* [TASK STATEMENT]: Return only the lines starting at the line that contains "Please annotate the woman's neck" and ending with the final line of the listing; include both endpoints.

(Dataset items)

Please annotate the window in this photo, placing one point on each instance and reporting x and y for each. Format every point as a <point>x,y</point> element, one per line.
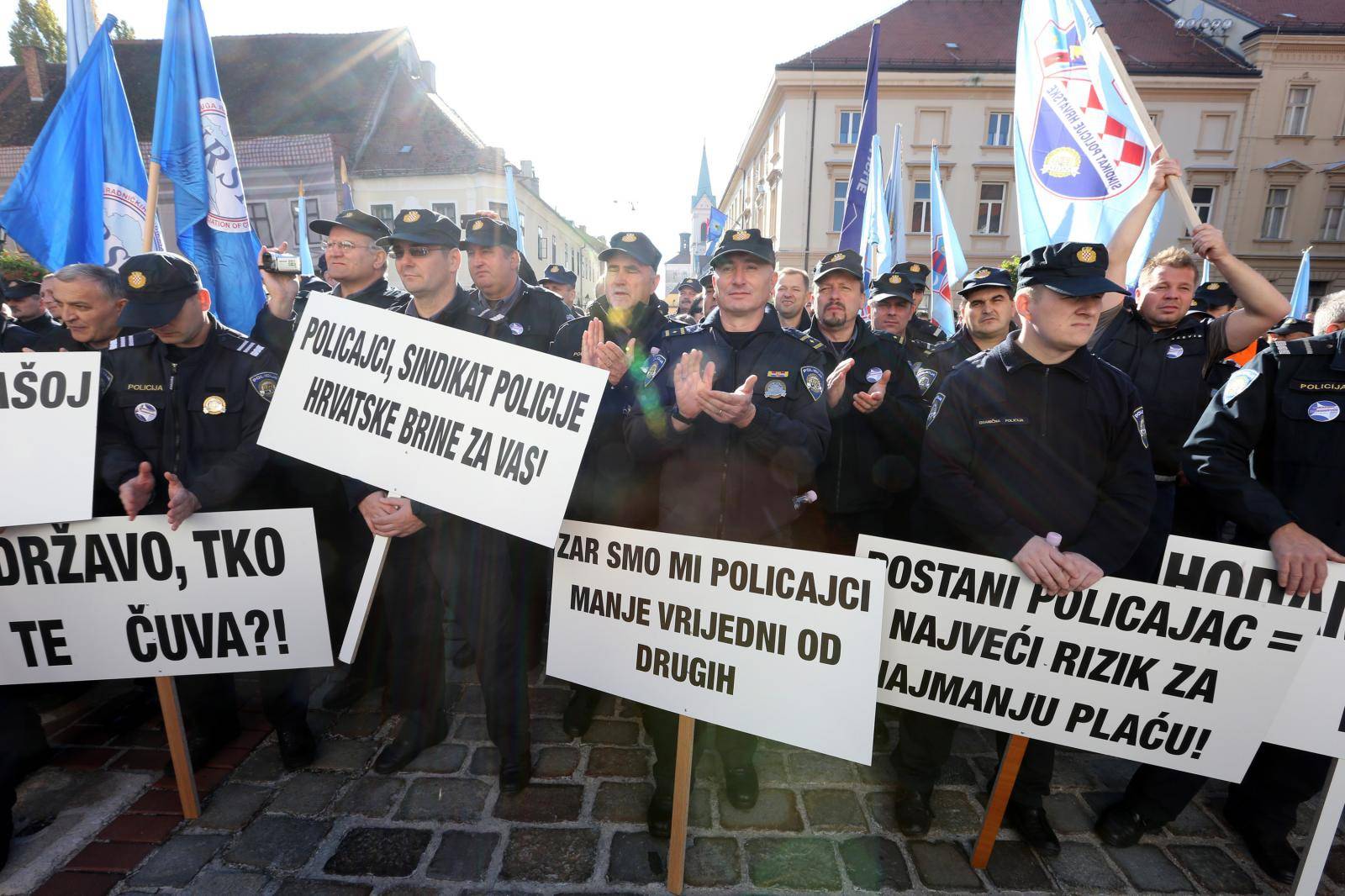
<point>1295,113</point>
<point>849,127</point>
<point>990,212</point>
<point>311,212</point>
<point>1277,208</point>
<point>920,208</point>
<point>1333,219</point>
<point>1214,131</point>
<point>1000,128</point>
<point>1203,197</point>
<point>261,222</point>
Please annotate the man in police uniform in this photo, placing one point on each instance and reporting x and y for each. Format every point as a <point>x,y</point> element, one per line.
<point>1037,403</point>
<point>562,282</point>
<point>182,405</point>
<point>986,319</point>
<point>1168,353</point>
<point>736,421</point>
<point>618,335</point>
<point>878,417</point>
<point>24,300</point>
<point>436,556</point>
<point>1270,452</point>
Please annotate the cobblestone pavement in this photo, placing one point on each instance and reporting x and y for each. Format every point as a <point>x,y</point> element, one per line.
<point>822,825</point>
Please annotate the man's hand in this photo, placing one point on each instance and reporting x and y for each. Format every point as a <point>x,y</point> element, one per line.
<point>1208,242</point>
<point>182,503</point>
<point>397,521</point>
<point>735,407</point>
<point>1044,566</point>
<point>836,382</point>
<point>1083,572</point>
<point>1301,560</point>
<point>689,383</point>
<point>1161,170</point>
<point>136,492</point>
<point>280,288</point>
<point>869,401</point>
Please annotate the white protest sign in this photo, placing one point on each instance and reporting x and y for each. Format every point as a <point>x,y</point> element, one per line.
<point>475,427</point>
<point>1127,669</point>
<point>771,640</point>
<point>1311,714</point>
<point>118,599</point>
<point>49,414</point>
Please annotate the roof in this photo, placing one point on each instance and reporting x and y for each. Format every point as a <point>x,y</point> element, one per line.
<point>914,37</point>
<point>273,84</point>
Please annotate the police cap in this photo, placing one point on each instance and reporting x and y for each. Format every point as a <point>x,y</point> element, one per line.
<point>482,230</point>
<point>636,244</point>
<point>158,284</point>
<point>1073,269</point>
<point>746,241</point>
<point>424,228</point>
<point>351,219</point>
<point>847,260</point>
<point>557,273</point>
<point>986,277</point>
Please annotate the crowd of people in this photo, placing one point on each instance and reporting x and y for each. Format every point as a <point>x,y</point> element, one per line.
<point>1067,425</point>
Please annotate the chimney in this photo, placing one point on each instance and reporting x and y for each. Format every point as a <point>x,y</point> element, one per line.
<point>35,71</point>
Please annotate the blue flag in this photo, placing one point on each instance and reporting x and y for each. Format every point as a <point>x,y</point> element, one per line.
<point>195,150</point>
<point>81,192</point>
<point>947,264</point>
<point>1080,156</point>
<point>1298,302</point>
<point>852,221</point>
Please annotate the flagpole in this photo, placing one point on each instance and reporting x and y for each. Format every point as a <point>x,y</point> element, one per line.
<point>151,208</point>
<point>1174,185</point>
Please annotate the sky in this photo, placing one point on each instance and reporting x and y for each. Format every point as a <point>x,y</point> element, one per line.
<point>611,101</point>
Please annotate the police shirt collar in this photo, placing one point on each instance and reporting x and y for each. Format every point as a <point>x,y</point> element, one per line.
<point>1015,358</point>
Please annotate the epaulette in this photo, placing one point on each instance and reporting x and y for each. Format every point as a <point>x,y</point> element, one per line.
<point>811,342</point>
<point>681,331</point>
<point>141,338</point>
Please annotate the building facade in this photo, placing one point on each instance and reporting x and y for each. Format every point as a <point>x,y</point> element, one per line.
<point>947,76</point>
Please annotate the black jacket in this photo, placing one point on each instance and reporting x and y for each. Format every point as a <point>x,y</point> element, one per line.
<point>871,456</point>
<point>614,488</point>
<point>1270,448</point>
<point>198,419</point>
<point>1015,448</point>
<point>716,479</point>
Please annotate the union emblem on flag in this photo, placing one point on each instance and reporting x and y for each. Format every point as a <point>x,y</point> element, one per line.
<point>1086,143</point>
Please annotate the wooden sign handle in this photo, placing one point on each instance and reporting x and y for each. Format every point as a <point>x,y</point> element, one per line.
<point>999,799</point>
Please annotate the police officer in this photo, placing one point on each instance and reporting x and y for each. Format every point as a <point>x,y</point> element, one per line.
<point>1270,452</point>
<point>876,416</point>
<point>619,333</point>
<point>1168,353</point>
<point>24,300</point>
<point>436,556</point>
<point>1042,398</point>
<point>986,319</point>
<point>736,421</point>
<point>356,262</point>
<point>562,282</point>
<point>178,424</point>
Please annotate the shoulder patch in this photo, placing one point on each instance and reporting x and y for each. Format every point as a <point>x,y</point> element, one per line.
<point>1239,381</point>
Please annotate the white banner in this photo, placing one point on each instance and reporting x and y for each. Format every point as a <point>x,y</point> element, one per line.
<point>118,599</point>
<point>770,640</point>
<point>1311,712</point>
<point>49,414</point>
<point>1156,674</point>
<point>475,427</point>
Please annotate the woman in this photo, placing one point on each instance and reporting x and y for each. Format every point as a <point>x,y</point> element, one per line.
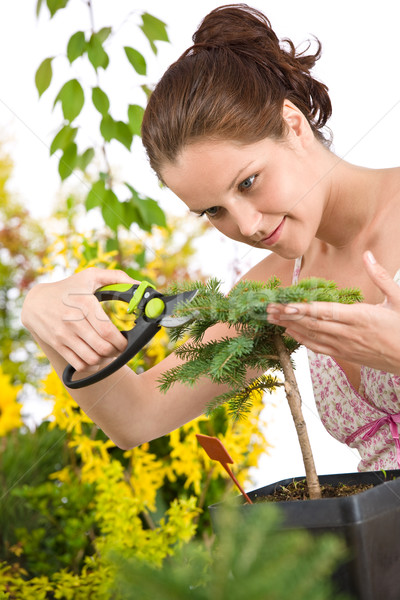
<point>235,129</point>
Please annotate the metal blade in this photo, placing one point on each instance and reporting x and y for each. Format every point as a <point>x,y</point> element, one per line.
<point>171,303</point>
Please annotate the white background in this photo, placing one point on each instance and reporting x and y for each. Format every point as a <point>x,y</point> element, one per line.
<point>359,64</point>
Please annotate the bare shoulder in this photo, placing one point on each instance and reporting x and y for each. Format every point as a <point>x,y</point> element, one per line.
<point>272,265</point>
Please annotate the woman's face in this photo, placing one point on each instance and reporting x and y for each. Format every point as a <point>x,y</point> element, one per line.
<point>266,194</point>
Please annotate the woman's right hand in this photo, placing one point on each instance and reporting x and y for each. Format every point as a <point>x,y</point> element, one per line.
<point>66,316</point>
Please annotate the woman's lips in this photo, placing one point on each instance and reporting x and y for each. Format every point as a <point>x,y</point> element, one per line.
<point>274,236</point>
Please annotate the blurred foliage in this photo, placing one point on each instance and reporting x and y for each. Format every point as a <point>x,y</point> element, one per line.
<point>70,499</point>
<point>252,558</point>
<point>70,496</point>
<point>23,245</point>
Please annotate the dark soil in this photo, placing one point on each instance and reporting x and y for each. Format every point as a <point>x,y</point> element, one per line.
<point>298,490</point>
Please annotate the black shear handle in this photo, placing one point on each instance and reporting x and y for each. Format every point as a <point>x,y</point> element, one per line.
<point>137,337</point>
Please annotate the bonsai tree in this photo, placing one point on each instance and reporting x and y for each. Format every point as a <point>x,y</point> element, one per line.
<point>256,345</point>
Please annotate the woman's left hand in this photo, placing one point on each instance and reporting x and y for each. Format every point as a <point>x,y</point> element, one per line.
<point>366,334</point>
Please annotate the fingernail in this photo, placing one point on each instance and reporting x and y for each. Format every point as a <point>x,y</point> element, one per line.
<point>291,310</point>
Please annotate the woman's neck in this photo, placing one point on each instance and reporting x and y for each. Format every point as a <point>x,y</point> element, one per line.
<point>354,198</point>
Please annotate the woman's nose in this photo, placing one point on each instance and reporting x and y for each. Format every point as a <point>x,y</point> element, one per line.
<point>248,220</point>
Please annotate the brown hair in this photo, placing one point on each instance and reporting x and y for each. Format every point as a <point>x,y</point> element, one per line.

* [SOLVED EXERCISE]:
Please annotate the woman's neck in this photo, placing one point on each instance and reporting x and y for each. Format every point as a <point>x,y</point> element, one per line.
<point>354,198</point>
Please annotate the woman's nose in this photo, placing one point on each instance and reporting x and y for each. Format every point as a <point>x,y</point> element, one per line.
<point>248,220</point>
Please annotate the brown hair in this photo, placing one point on each instance and reporting x and y for each. Format every point as a <point>x,y</point> element, one per line.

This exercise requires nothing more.